Brano riportato:

-=-=-=-=-

“Tanto io non è che ho speranze, sempre morto sono… Loro dicono al massimo due anni, ma a due anni non ci arrivo, lo capisco perché sto male”. Queste le previsioni (non disattese), formulate da Matteo Messina Denaro, il 13 febbraio scorso durante un interrogatorio, dal momento che è deceduto nella notte nel reparto riservato ai detenuti dell’ospedale San Salvatore di L’Aquila, dove era ricoverato da agosto.
L’ultimo dei Corleonesi, che per mezza vita, ossia per tre decenni, è riuscito a sottrarsi alla cattura, avvenuta il 16 gennaio scorso , non è riuscito dunque a sfuggire alla neoplasia al colon che gli era stato diagnosticato a novembre del 2020, ed è deceduto mentre era sottoposto al 41 bis.
Dal 10 settembre in poi, il suo quadro clinico si era aggravato, fino ad arrivare al coma irreversibile venerdì scorso, 22 settembre. I medici hanno deciso di interrompergli anche l’alimentazione parenterale endovena. Messina Denaro era ricoverato nel reparto detenuti all’ospedale San Salvatore de L’Aquila, dove era arrivato dopo essere stato qualche mese, in regime di 41 bis, nel penitenziario di massima sicurezza del capoluogo abruzzese.

-=-=-=-=-

Dati da esaminare:
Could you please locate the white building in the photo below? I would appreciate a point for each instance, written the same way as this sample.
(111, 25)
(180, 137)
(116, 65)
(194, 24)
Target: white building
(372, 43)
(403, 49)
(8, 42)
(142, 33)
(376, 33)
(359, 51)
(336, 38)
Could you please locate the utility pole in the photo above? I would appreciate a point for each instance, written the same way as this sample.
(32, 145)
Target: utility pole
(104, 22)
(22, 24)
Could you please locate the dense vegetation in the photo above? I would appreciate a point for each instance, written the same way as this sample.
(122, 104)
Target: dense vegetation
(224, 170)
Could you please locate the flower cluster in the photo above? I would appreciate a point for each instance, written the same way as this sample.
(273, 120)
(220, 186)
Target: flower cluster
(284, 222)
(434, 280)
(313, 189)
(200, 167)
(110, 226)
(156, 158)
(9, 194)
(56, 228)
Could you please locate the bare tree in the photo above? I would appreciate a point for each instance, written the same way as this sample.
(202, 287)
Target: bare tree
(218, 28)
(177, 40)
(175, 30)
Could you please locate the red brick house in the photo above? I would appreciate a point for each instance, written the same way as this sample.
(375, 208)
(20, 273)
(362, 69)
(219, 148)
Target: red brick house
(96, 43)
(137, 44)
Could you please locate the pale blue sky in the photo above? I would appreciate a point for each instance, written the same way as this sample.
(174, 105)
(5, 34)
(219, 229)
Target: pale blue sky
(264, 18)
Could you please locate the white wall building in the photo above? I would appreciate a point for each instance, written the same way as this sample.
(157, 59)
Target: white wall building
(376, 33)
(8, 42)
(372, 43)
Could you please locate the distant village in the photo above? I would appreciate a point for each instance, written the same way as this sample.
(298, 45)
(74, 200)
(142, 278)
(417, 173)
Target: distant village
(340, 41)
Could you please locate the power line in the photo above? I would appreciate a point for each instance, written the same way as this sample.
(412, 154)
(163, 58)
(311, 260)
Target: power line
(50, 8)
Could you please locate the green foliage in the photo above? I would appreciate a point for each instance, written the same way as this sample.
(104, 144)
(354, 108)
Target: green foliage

-=-=-=-=-

Obiettivo del compito:
Per favore, riscrivi per intero e parola per parola il brano sulla morte di Matteo Messina Denaro. L'elenco è materiale a sé, separato dal brano.

Risultato ottenuto:
“Tanto io non è che ho speranze, sempre morto sono… Loro dicono al massimo due anni, ma a due anni non ci arrivo, lo capisco perché sto male”. Queste le previsioni (non disattese), formulate da Matteo Messina Denaro, il 13 febbraio scorso durante un interrogatorio, dal momento che è deceduto nella notte nel reparto riservato ai detenuti dell’ospedale San Salvatore di L’Aquila, dove era ricoverato da agosto.
L’ultimo dei Corleonesi, che per mezza vita, ossia per tre decenni, è riuscito a sottrarsi alla cattura, avvenuta il 16 gennaio scorso , non è riuscito dunque a sfuggire alla neoplasia al colon che gli era stato diagnosticato a novembre del 2020, ed è deceduto mentre era sottoposto al 41 bis.
Dal 10 settembre in poi, il suo quadro clinico si era aggravato, fino ad arrivare al coma irreversibile venerdì scorso, 22 settembre. I medici hanno deciso di interrompergli anche l’alimentazione parenterale endovena. Messina Denaro era ricoverato nel reparto detenuti all’ospedale San Salvatore de L’Aquila, dove era arrivato dopo essere stato qualche mese, in regime di 41 bis, nel penitenziario di massima sicurezza del capoluogo abruzzese.